» **Excerpted records**:
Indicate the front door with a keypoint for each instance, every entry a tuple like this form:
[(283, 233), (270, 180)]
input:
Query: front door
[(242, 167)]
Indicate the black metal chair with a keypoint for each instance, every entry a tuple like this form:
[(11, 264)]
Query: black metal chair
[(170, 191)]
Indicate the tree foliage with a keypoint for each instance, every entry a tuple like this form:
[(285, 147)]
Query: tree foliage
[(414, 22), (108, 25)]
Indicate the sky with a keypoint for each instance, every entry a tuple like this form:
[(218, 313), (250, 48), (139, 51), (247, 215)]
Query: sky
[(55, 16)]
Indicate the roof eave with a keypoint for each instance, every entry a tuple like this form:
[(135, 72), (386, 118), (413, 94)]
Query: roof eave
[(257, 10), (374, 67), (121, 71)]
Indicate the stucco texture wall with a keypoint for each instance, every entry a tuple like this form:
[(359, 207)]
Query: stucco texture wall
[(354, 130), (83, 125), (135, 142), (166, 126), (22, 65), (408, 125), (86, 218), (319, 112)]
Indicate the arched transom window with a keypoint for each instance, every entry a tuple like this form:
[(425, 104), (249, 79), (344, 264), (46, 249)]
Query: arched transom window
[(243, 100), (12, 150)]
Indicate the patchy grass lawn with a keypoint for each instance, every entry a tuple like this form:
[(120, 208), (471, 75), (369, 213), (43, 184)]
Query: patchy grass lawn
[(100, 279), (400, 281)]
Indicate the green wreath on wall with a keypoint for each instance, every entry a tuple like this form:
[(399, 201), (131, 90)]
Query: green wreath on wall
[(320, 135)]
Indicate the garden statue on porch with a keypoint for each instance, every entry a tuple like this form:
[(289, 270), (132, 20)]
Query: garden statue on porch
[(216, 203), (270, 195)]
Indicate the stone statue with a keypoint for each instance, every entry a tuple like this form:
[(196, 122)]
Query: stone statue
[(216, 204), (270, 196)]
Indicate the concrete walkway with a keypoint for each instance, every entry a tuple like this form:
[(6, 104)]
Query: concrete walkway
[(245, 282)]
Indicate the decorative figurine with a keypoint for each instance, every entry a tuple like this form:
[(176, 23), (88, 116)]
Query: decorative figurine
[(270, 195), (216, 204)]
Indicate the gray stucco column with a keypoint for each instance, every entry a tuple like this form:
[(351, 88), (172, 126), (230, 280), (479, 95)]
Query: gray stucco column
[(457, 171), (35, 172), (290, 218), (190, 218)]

» **What the task asks**: Repeat the material above exactly.

» **Output**:
Indicate the front door with a keypoint for each instance, every entry a tuple like this form:
[(283, 233), (270, 180)]
input:
Query: front door
[(242, 167)]
Indicate the black metal chair with a keypoint for each instance, every entry a tuple like this form:
[(11, 264)]
Query: black metal chair
[(170, 191)]
Indicate the tree foliage with a keypoint for each instance, every entry a tuple like this form:
[(285, 147)]
Query: tree foliage
[(414, 22), (108, 25)]
Indicate the sky with a keypoint for each instance, every entry a tuple like this form:
[(218, 313), (250, 48), (139, 51), (247, 215)]
Query: sky
[(55, 16)]
Indicate the roof eave with a keypoint for each instance, every entry a tuple like this form:
[(135, 72), (386, 118), (413, 94)]
Query: roof eave
[(257, 10), (374, 67), (121, 71)]
Indicate the stucco texture wall with a keypoint for each instance, every entry a tuple like this form:
[(359, 207)]
Query: stucco texture wall
[(354, 130), (83, 125), (135, 142), (166, 126), (22, 65), (408, 125), (86, 218), (319, 112)]
Indicate the arched transom window with a keypoint for each instance, every entry a tuple like this form:
[(425, 104), (249, 79), (344, 264), (46, 249)]
Query: arched transom window
[(243, 100), (12, 150)]
Indicate the patchy grass lawn with a keypoint for each instance, every entry a tuple like this form:
[(120, 208), (471, 75), (369, 213), (43, 184)]
Query: patchy grass lawn
[(100, 279), (400, 281)]
Indicate the green wreath on wall with a keypoint for each instance, every entry a tuple like this form:
[(399, 201), (131, 90)]
Query: green wreath on wall
[(320, 135)]
Indicate the garden statue on porch with a keypoint for each instance, every entry a tuple like this form:
[(289, 270), (132, 20)]
Query: garden statue on porch
[(216, 203), (270, 195)]
Indicate the stone statue with a keypoint for each instance, every entry a tuple like this form:
[(196, 122)]
Query: stone statue
[(216, 204), (270, 196)]
Indicate the concrete walkway with a keypoint for each instance, every entry a tuple like this form:
[(6, 104)]
Query: concrete walkway
[(245, 282)]
Indicate the decorative figurine with a keypoint for each instance, every entry a tuple like this form:
[(176, 23), (88, 116)]
Query: decorative figurine
[(270, 195), (216, 204)]
Indicate the gray stucco column with a keypoint for each instance, every entry a tuple like this form:
[(351, 88), (172, 126), (230, 280), (479, 95)]
Query: gray stucco column
[(457, 171), (35, 172), (290, 218), (190, 218)]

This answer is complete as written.